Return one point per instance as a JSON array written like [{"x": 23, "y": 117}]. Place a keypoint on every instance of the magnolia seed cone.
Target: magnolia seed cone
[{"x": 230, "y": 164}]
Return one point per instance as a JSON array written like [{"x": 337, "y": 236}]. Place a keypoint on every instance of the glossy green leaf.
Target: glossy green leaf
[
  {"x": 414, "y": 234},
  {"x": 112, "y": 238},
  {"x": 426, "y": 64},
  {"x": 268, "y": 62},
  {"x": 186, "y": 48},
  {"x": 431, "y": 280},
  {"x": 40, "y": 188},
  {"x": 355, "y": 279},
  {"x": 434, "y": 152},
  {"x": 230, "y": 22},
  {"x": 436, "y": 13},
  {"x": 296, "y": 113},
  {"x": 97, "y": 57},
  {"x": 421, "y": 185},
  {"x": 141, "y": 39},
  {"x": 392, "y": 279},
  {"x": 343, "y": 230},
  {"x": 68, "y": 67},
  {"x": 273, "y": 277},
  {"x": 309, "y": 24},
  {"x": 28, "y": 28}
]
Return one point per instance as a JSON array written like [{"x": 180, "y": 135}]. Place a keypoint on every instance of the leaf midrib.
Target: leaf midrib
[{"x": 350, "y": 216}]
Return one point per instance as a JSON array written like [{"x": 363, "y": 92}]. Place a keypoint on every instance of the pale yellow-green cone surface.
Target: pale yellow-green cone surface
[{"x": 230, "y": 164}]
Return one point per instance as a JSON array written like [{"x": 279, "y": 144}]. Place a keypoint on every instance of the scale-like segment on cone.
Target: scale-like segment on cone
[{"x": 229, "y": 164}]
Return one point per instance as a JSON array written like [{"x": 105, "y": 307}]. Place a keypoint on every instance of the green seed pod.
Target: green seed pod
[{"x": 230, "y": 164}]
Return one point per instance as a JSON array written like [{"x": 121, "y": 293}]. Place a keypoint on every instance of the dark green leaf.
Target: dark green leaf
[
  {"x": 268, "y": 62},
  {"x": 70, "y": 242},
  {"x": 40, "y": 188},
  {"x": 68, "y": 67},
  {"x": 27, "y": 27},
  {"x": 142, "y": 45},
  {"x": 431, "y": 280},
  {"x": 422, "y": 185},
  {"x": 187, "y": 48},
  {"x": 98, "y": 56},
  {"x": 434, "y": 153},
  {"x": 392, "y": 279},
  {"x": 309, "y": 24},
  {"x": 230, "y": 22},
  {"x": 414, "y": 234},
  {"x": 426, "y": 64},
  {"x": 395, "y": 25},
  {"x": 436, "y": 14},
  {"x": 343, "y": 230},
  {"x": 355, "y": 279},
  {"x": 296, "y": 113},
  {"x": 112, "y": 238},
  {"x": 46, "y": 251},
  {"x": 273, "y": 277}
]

• _Exercise directions_
Could you reproduce all the data above, swapping every "keypoint" for "marker" and keeping everything else identical?

• _Completed exercise_
Return one point per instance as a JSON array written like [{"x": 23, "y": 117}]. Place a marker on every instance of the magnolia seed cone.
Target: magnolia seed cone
[{"x": 230, "y": 164}]
Return one point per instance as a JSON array written like [{"x": 337, "y": 236}]. Place a marker on every instance of the glossy green leaf.
Target: glossy green leaf
[
  {"x": 414, "y": 234},
  {"x": 112, "y": 238},
  {"x": 426, "y": 64},
  {"x": 268, "y": 62},
  {"x": 186, "y": 48},
  {"x": 431, "y": 280},
  {"x": 40, "y": 188},
  {"x": 355, "y": 279},
  {"x": 434, "y": 152},
  {"x": 230, "y": 22},
  {"x": 436, "y": 13},
  {"x": 296, "y": 113},
  {"x": 97, "y": 57},
  {"x": 421, "y": 185},
  {"x": 141, "y": 39},
  {"x": 392, "y": 279},
  {"x": 343, "y": 230},
  {"x": 68, "y": 67},
  {"x": 273, "y": 277},
  {"x": 309, "y": 24},
  {"x": 28, "y": 28}
]
Return one point per instance as a JSON array written like [{"x": 180, "y": 135}]. Place a marker on every instance of the leaf midrib.
Target: leaf midrib
[{"x": 350, "y": 216}]
Return one point per instance as a JSON array written like [{"x": 363, "y": 92}]. Place a marker on every instance of the pale yellow-green cone surface.
Target: pale yellow-green cone surface
[{"x": 230, "y": 164}]
Return one point per instance as a JSON array written like [{"x": 279, "y": 144}]. Place a marker on every instance of the scale-like segment on cone.
Target: scale-like segment on cone
[{"x": 229, "y": 164}]
Return one point per instance as a JSON array written like [{"x": 105, "y": 307}]. Place a marker on every instance of the green seed pod.
Target: green seed pod
[{"x": 230, "y": 164}]
Return one point per instance as a JSON array written like [{"x": 121, "y": 293}]. Place a marker on every instance of the dark green leaf.
Target: dark green leaf
[
  {"x": 268, "y": 62},
  {"x": 70, "y": 242},
  {"x": 40, "y": 188},
  {"x": 68, "y": 67},
  {"x": 27, "y": 27},
  {"x": 142, "y": 45},
  {"x": 431, "y": 280},
  {"x": 422, "y": 185},
  {"x": 187, "y": 48},
  {"x": 98, "y": 56},
  {"x": 434, "y": 153},
  {"x": 392, "y": 279},
  {"x": 309, "y": 24},
  {"x": 230, "y": 22},
  {"x": 414, "y": 234},
  {"x": 426, "y": 64},
  {"x": 395, "y": 25},
  {"x": 436, "y": 14},
  {"x": 343, "y": 230},
  {"x": 355, "y": 279},
  {"x": 296, "y": 113},
  {"x": 112, "y": 238},
  {"x": 46, "y": 251},
  {"x": 273, "y": 277}
]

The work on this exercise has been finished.